Return all of the material that follows, keeping each line exactly as it is.
======== Exercise materials
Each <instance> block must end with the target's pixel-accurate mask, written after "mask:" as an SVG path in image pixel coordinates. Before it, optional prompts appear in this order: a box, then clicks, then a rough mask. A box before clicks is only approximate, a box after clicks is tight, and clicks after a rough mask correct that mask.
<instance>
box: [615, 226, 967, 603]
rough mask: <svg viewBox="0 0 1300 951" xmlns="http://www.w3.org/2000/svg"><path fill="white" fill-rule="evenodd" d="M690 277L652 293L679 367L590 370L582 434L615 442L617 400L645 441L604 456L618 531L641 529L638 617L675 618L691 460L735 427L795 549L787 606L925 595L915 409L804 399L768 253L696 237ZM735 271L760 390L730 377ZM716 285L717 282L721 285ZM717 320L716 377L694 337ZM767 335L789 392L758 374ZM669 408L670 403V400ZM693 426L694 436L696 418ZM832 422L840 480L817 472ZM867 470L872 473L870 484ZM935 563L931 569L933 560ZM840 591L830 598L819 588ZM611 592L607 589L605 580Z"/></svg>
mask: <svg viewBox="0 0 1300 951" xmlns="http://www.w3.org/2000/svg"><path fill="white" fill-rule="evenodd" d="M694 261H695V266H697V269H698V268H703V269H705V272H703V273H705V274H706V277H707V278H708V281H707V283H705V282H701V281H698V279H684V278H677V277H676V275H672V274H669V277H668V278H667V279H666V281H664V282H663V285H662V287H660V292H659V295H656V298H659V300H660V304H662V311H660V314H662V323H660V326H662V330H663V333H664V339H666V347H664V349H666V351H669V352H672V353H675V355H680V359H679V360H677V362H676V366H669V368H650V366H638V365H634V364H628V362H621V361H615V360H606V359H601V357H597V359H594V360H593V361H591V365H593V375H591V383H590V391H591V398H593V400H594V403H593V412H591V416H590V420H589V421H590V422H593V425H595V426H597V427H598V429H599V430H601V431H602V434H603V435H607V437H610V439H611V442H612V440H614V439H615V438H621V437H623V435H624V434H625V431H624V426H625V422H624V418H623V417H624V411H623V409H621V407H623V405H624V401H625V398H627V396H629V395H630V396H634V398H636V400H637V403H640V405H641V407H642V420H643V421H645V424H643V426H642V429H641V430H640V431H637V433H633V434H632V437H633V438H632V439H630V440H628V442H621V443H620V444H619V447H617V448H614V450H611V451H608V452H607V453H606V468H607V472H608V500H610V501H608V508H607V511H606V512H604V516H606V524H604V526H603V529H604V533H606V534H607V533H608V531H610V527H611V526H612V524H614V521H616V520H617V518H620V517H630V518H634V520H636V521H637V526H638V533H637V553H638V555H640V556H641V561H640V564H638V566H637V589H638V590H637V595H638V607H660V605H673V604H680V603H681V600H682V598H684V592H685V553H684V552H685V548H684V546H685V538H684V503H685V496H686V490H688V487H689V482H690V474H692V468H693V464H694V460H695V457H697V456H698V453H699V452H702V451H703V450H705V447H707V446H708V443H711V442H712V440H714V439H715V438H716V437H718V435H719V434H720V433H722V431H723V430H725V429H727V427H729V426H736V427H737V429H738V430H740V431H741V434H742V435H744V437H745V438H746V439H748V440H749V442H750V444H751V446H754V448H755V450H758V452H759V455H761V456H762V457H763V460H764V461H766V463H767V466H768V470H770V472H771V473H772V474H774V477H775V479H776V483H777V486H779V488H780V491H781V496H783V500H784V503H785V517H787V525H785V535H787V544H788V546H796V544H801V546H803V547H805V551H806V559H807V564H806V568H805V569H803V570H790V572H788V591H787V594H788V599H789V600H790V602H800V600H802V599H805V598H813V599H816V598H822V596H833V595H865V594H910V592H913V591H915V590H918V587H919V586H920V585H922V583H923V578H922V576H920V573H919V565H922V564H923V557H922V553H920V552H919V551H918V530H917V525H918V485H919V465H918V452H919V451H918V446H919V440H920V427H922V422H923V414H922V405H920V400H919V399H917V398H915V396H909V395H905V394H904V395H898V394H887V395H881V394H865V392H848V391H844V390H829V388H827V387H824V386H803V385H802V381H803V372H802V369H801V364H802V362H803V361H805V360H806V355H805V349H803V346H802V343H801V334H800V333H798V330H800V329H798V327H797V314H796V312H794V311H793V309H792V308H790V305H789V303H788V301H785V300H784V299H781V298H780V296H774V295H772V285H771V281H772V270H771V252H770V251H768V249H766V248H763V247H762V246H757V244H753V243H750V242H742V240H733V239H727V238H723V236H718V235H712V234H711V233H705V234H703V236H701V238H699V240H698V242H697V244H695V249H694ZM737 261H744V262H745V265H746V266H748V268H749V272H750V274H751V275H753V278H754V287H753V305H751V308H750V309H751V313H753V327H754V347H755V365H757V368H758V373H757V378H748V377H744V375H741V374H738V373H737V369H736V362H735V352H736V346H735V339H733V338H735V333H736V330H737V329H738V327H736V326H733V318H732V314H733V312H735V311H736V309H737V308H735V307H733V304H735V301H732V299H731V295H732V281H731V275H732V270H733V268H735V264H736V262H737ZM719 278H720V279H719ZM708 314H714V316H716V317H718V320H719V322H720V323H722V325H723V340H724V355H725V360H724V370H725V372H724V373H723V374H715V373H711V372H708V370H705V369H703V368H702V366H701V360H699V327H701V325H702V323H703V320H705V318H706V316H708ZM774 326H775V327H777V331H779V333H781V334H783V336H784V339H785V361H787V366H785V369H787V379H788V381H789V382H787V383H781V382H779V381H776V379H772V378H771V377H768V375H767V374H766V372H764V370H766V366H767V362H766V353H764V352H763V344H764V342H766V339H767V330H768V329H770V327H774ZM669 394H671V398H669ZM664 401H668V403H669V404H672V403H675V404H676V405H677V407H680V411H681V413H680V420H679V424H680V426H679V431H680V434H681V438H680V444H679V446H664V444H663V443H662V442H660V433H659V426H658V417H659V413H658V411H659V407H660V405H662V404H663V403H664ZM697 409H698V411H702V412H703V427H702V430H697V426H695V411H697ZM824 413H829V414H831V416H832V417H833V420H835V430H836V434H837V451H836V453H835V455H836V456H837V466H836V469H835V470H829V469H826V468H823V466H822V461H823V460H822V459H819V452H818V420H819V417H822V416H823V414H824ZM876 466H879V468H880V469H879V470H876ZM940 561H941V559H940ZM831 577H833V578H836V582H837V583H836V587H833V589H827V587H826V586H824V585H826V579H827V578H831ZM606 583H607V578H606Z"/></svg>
================
Response below:
Each <instance> block must end with the target's pixel-accurate mask, written after "mask:" as an SVG path in image pixel coordinates. Before it, optional prompts appear in this order: a box, then clicks, then a rough mask. A box before clicks is only approximate, a box after clicks is tight, and clicks after a rough mask correct that mask.
<instance>
box: [615, 226, 967, 603]
rough mask: <svg viewBox="0 0 1300 951" xmlns="http://www.w3.org/2000/svg"><path fill="white" fill-rule="evenodd" d="M690 277L652 293L679 367L590 370L582 434L615 442L617 400L645 441L604 456L618 531L641 529L638 617L675 618L691 460L735 427L795 549L787 606L925 595L915 409L804 399L768 253L696 237ZM735 271L760 390L730 377ZM716 285L717 282L721 285ZM717 320L716 377L694 337ZM767 335L789 392L758 374ZM669 408L670 403V400ZM693 426L694 436L696 418ZM832 422L840 480L817 472ZM867 470L872 473L870 484ZM935 563L931 569L933 560ZM840 591L830 598L819 588ZM611 592L607 589L605 580Z"/></svg>
mask: <svg viewBox="0 0 1300 951" xmlns="http://www.w3.org/2000/svg"><path fill="white" fill-rule="evenodd" d="M694 261H695V266H697V269H698V268H703V269H705V272H703V273H705V274H706V277H707V278H708V281H707V283H705V282H701V281H698V279H684V278H677V277H676V275H672V274H669V277H668V278H667V279H666V281H664V282H663V285H662V287H660V292H659V295H656V298H659V300H660V304H662V311H660V314H662V323H660V326H662V330H663V333H664V339H666V347H664V349H666V351H669V352H672V353H675V355H680V359H679V360H677V362H676V366H669V368H650V366H638V365H634V364H628V362H621V361H615V360H606V359H601V357H597V359H594V360H593V361H591V365H593V375H591V383H590V391H591V398H593V400H594V403H593V412H591V416H590V420H589V421H590V422H593V425H595V426H597V427H598V429H599V430H601V431H602V434H603V435H607V437H610V439H611V442H612V440H614V439H615V438H621V437H623V435H624V434H625V431H624V426H625V422H624V418H623V417H624V411H623V409H621V407H623V405H624V401H625V398H627V396H629V395H630V396H634V398H636V400H637V403H640V405H641V407H642V420H643V421H645V424H643V426H642V429H641V430H640V431H637V433H633V434H632V437H633V438H632V439H630V440H628V442H621V443H620V444H619V447H617V448H614V450H611V451H608V452H607V453H606V468H607V472H608V500H610V501H608V508H607V511H606V512H604V516H606V524H604V526H603V529H604V533H606V534H607V533H608V531H610V527H611V526H612V524H614V521H616V520H617V518H620V517H630V518H634V520H636V521H637V526H638V533H637V553H638V555H640V556H641V561H640V564H638V566H637V589H638V590H637V595H638V607H660V605H673V604H680V603H681V600H682V598H684V592H685V553H684V552H685V548H684V546H685V538H684V503H685V496H686V490H688V487H689V482H690V474H692V468H693V464H694V460H695V457H697V456H698V453H699V452H702V451H703V450H705V447H707V446H708V443H711V442H712V440H714V439H715V438H716V437H718V435H719V434H720V433H722V431H723V430H725V429H727V427H729V426H736V427H737V429H738V430H740V431H741V434H742V435H744V437H745V438H746V439H748V440H749V442H750V444H751V446H754V448H755V450H758V452H759V455H761V456H762V457H763V460H764V461H766V463H767V466H768V470H770V472H771V473H772V474H774V477H775V479H776V483H777V486H779V488H780V491H781V496H783V500H784V503H785V517H787V525H785V535H787V544H788V546H796V544H801V546H803V547H805V551H806V559H807V564H806V568H805V569H803V570H790V572H788V591H787V594H788V599H789V600H790V602H800V600H802V599H805V598H813V599H816V598H822V596H833V595H865V594H910V592H913V591H915V590H918V587H919V586H920V585H922V583H923V578H922V576H920V573H919V565H922V564H923V557H922V553H920V552H919V551H918V530H917V525H918V485H919V465H918V452H919V451H918V446H919V440H920V427H922V422H923V414H922V405H920V400H919V399H917V398H915V396H909V395H905V394H904V395H898V394H887V395H881V394H865V392H848V391H844V390H829V388H827V387H824V386H803V385H802V381H803V372H802V369H801V364H802V362H803V361H805V360H806V355H805V349H803V346H802V343H801V334H800V333H798V330H800V329H798V327H797V314H796V312H794V311H793V309H792V308H790V305H789V303H788V301H785V300H784V299H781V298H780V296H774V295H772V285H771V281H772V270H771V252H770V251H768V249H766V248H763V247H762V246H757V244H753V243H750V242H742V240H733V239H727V238H723V236H718V235H712V234H711V233H705V234H703V236H701V238H699V240H698V242H697V244H695V249H694ZM737 261H744V262H745V265H746V266H748V268H749V272H750V274H751V275H753V278H754V287H753V305H751V308H750V309H751V313H753V327H754V347H755V365H757V368H758V373H757V378H748V377H744V375H741V374H738V373H737V369H736V362H735V352H736V346H735V339H733V338H735V333H736V330H737V329H738V327H736V326H733V318H732V314H733V312H735V311H736V309H737V308H735V307H733V304H735V301H732V299H731V295H732V281H731V275H732V270H733V268H735V264H736V262H737ZM719 278H720V279H719ZM708 314H714V316H716V317H718V320H719V322H720V323H722V325H723V340H724V355H725V360H724V370H725V372H724V373H723V374H715V373H711V372H708V370H705V369H703V368H702V366H701V360H699V327H701V325H702V323H703V320H705V318H706V316H708ZM774 326H775V327H777V331H779V333H781V334H783V336H784V339H785V361H787V366H785V369H787V379H788V381H789V382H787V383H781V382H779V381H776V379H772V378H771V377H768V375H767V374H766V372H764V370H766V366H767V362H766V353H764V352H763V344H764V342H766V339H767V330H768V329H770V327H774ZM669 394H671V398H669ZM664 401H668V403H669V404H672V403H675V404H676V405H677V407H680V411H681V413H680V420H679V424H680V426H679V431H680V434H681V438H680V444H679V446H664V444H663V443H662V442H660V433H659V426H658V417H659V413H658V411H659V407H660V405H662V404H663V403H664ZM697 409H698V411H702V412H703V427H702V430H697V426H695V411H697ZM824 413H829V414H831V416H832V417H833V420H835V430H836V434H837V451H836V453H835V455H836V456H837V466H836V469H835V470H829V469H826V468H823V466H822V461H823V460H822V459H819V452H818V420H819V417H822V416H823V414H824ZM876 466H879V468H880V469H879V470H876ZM940 561H941V559H940ZM831 577H833V578H836V582H837V583H836V587H833V589H827V587H826V586H824V585H826V579H827V578H831ZM606 583H607V578H606Z"/></svg>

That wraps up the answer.